### PROBLEM 1:
Can you repeat the listing word for word, from its start to the line that contains "247], [231, 139]]", including both ends, and leave the pictures out of your answer?

Godly Woman Answers:

Hi Anonymous,

It is so pathetic how one can manipulate and abuse another. Sorry to hear about your dilemma. As I was reading your comments, I was thinking of a woman who would treat another human being with contempt could do so only from a heart that is dark and troubled. My advice to you is to encourage yourself with the word of God. Your mother-in-law is NOT in control of your emotions, only you can control that. Don’t let her abuse you verbally and treat you with contempt because you do not stand tall with dignity. Everyone goes through life’s up’s and down’s this does not mean your mother-in-law can take advantage of your situation and pollute your head with lies and your children’s.  Do not let your mother-in-law get to you. Take charge of your life in God. He will heal your wounds, hurt and the pain. Your mother-in-law, is not right, you are NOT worthless. In the eyes of God, you are his precious daughter, your family is his, and not for anyone to trample on. Pray for your, mother-in-law, love her like Jesus loves her, this might be hard to do in the beginning, but start doing and gradually you will love her like Jesus loves her. You should know that your mother-in-law is not the enemy here; it’s the work of the flesh, the ugly spirit behind it that causes her to destroy you with verbal abuse and manipulation. Ask God to keep you on firm ground and meditate on the word of God daily (if you are not in a habit of doing that – please start doing it). Meditate on God’s precepts, He will guide you and give grace to sustain all things.

Remember to pray for her daily. Ask God to humble her, and ask him to give you the courage to not be offended by her littleness. When you can smile with pity at her criticisms, she loses her power and her words will no longer matter to you. Only then will you be able to minister to her need as you find victory in Jesus Christ!

Power Verses to help you:

Psalm 34:17-18, "The righteous cry out, and the Lord hears them; he delivers them from all their troubles. The Lord is close to the brokenhearted and saves those who are crushed in spirit. "
 

2 Corinthians 12:9, "But He said to me, 'My grace is sufficient for you, for my power is made perfect in weakness.' Therefore I will boast all the more gladly about my weaknesses, so that Christ's power may rest on me."

Philippians 4:13, "I can do all things through Christ who strengthens me.


Praying God strengthens you and your family. God bless.

### PROBLEM 2:
Can you reproduce the reply about the mother-in-law exactly, from "Power Verses to" to "Christ who strengthens me."?

### DATA SECTION:
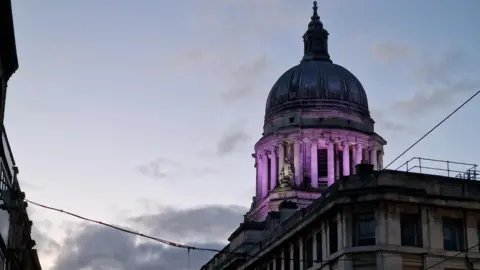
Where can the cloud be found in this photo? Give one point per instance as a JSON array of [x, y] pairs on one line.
[[223, 46], [441, 79], [158, 168], [383, 122], [44, 243], [97, 247], [201, 224], [245, 78], [232, 138], [424, 102], [162, 168], [391, 52]]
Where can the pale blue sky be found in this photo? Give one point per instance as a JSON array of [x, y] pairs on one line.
[[105, 87]]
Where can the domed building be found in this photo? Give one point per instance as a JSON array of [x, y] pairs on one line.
[[323, 199], [317, 128]]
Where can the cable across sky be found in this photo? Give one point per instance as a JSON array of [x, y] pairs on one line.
[[191, 248]]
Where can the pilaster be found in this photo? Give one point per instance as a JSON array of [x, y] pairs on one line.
[[273, 169], [314, 165], [296, 162], [331, 164], [346, 158]]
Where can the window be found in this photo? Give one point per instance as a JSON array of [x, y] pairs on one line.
[[364, 230], [287, 259], [478, 235], [278, 263], [269, 174], [334, 84], [333, 236], [322, 162], [318, 241], [411, 230], [353, 92], [453, 234], [338, 162], [308, 251]]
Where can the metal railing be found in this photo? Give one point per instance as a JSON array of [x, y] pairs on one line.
[[441, 167]]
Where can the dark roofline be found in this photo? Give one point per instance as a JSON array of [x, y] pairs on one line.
[[252, 225], [8, 47], [8, 145]]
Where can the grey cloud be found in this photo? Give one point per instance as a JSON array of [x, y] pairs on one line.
[[384, 122], [44, 243], [441, 80], [203, 223], [224, 48], [245, 78], [424, 102], [391, 52], [162, 168], [96, 247], [231, 139]]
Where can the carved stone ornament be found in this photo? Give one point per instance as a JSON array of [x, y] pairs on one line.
[[391, 211]]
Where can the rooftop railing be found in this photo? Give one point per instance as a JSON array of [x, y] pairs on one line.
[[441, 167]]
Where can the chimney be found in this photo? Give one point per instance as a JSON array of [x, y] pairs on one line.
[[364, 168]]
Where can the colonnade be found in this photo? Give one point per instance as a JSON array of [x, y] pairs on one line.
[[270, 162]]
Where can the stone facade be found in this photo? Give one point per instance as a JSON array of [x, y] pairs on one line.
[[388, 219]]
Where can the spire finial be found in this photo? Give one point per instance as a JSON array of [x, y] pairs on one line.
[[315, 39]]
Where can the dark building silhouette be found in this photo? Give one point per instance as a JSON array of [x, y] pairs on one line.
[[8, 51], [16, 244]]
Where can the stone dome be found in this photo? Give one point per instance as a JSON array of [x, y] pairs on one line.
[[316, 83]]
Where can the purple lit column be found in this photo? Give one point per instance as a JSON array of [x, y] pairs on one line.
[[346, 158], [373, 158], [331, 163], [264, 175], [358, 154], [281, 157], [296, 162], [380, 160], [273, 169], [314, 165]]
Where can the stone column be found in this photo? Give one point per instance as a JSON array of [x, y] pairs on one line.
[[380, 160], [296, 161], [262, 175], [358, 154], [346, 158], [265, 175], [281, 156], [331, 165], [257, 177], [314, 165], [352, 164], [273, 168], [373, 158]]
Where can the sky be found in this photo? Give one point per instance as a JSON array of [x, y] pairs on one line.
[[144, 113]]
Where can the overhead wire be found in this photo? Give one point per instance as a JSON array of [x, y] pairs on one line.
[[191, 248]]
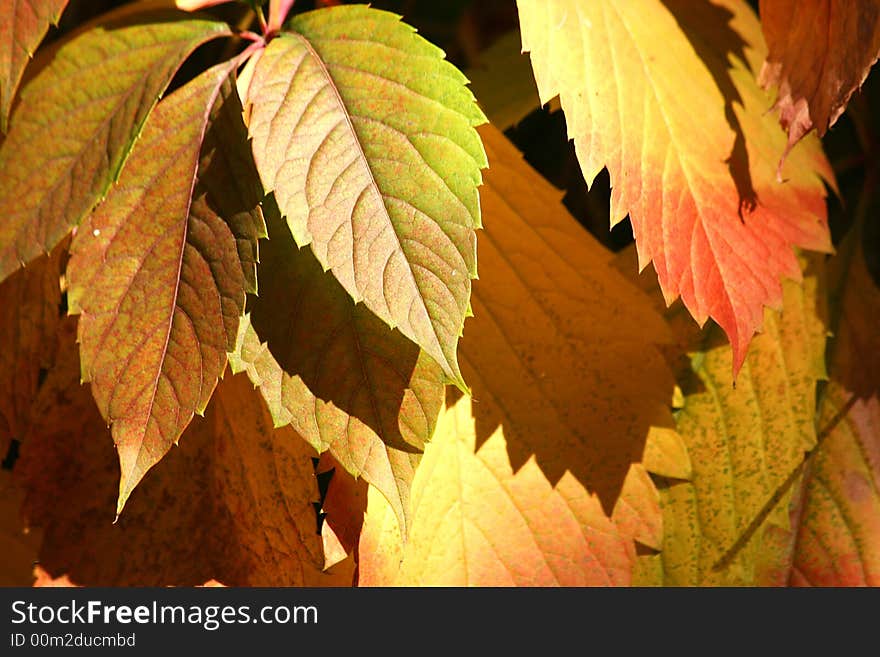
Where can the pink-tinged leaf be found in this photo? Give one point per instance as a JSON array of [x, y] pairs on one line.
[[23, 24], [663, 94], [838, 540], [156, 276], [366, 136], [79, 117], [820, 52]]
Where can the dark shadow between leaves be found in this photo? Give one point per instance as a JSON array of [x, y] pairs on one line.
[[707, 27], [562, 387], [344, 354]]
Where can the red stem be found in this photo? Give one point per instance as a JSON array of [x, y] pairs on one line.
[[278, 10]]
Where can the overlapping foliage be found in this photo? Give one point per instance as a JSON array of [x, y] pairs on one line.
[[279, 284]]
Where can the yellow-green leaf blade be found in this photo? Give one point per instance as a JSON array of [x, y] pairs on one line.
[[23, 24], [78, 119], [366, 136], [745, 445], [156, 277], [838, 537], [541, 478], [31, 298], [337, 374]]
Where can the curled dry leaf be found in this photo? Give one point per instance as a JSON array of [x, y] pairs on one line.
[[819, 53]]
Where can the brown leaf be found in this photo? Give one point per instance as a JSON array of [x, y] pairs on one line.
[[232, 503], [820, 52]]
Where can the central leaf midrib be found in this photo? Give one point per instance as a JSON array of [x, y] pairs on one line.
[[373, 185], [154, 384]]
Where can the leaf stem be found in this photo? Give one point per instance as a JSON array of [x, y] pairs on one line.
[[728, 557], [264, 28]]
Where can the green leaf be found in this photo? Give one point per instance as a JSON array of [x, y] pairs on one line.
[[78, 120], [746, 445], [366, 136], [22, 26], [155, 273], [503, 82], [337, 374]]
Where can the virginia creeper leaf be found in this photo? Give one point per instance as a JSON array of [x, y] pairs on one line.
[[745, 442], [477, 522], [155, 274], [664, 95], [266, 482], [78, 119], [233, 503], [819, 53], [839, 530], [512, 486], [341, 377], [31, 298], [365, 134], [23, 24], [503, 82], [838, 538], [572, 336], [192, 5], [343, 510], [19, 548]]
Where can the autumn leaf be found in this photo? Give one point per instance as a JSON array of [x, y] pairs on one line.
[[233, 503], [343, 509], [32, 299], [819, 53], [728, 523], [503, 83], [365, 135], [664, 95], [477, 523], [193, 5], [544, 302], [18, 544], [266, 483], [155, 273], [78, 141], [23, 24], [838, 533], [335, 372], [517, 485]]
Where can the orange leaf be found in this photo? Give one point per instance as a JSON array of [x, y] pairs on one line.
[[820, 52], [22, 26], [664, 95], [31, 298], [838, 538], [511, 488], [234, 502]]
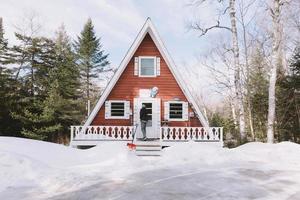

### TASK RESULT 1:
Where can the cloud be found in this photo? Give one point per instance as a JSON array of [x, y] pairs on one line.
[[223, 46], [441, 79], [158, 168], [383, 122], [44, 243], [97, 247], [201, 224], [245, 78], [232, 138], [424, 102], [162, 168], [391, 52]]
Where can the pale blue sky be found in this photo? Give one point per instance as a JSON array of [x, y] pairs on one line.
[[105, 87]]
Where can the domed building be found in this photo? Give one point per instance as a JSON array of [x, y] pairs on one line.
[[323, 199], [317, 128]]
Where can the cable across sky be found in this photo? Give one point per instance as a JSON array of [x, y] pairs on one line.
[[191, 248]]
Where can the pilaster be found in this photo? Give one point per instance as a JSON array of [x, y] pairs on one line.
[[273, 169], [314, 165], [296, 162], [331, 164], [346, 158]]
Where can the window be found in this photo? Give one point per instance as a JSON array of [x, y] pairs on one line.
[[364, 230], [287, 259], [478, 235], [278, 263], [269, 174], [334, 84], [333, 236], [322, 162], [318, 241], [411, 230], [353, 92], [453, 234], [338, 162], [308, 251]]
Where can the metal railing be found in this photo? Give one point per instance as a JSON array of [x, y] pairs on one line.
[[441, 167]]
Where can the dark roofline be found in this photo? Give one point per instance as a JSON array of [x, y] pairs on one line.
[[252, 225], [8, 47], [8, 145]]
Where can the grey cloud be found in this photo? Give one point per instance as a JSON array of [x, y] pairs on one line.
[[384, 122], [44, 243], [441, 80], [203, 223], [224, 48], [245, 78], [424, 102], [391, 52], [162, 168], [96, 247], [231, 139]]

### TASK RESULT 2:
Power Verses to help you:

Psalm 34:17-18, "The righteous cry out, and the Lord hears them; he delivers them from all their troubles. The Lord is close to the brokenhearted and saves those who are crushed in spirit. "
 

2 Corinthians 12:9, "But He said to me, 'My grace is sufficient for you, for my power is made perfect in weakness.' Therefore I will boast all the more gladly about my weaknesses, so that Christ's power may rest on me."

Philippians 4:13, "I can do all things through Christ who strengthens me.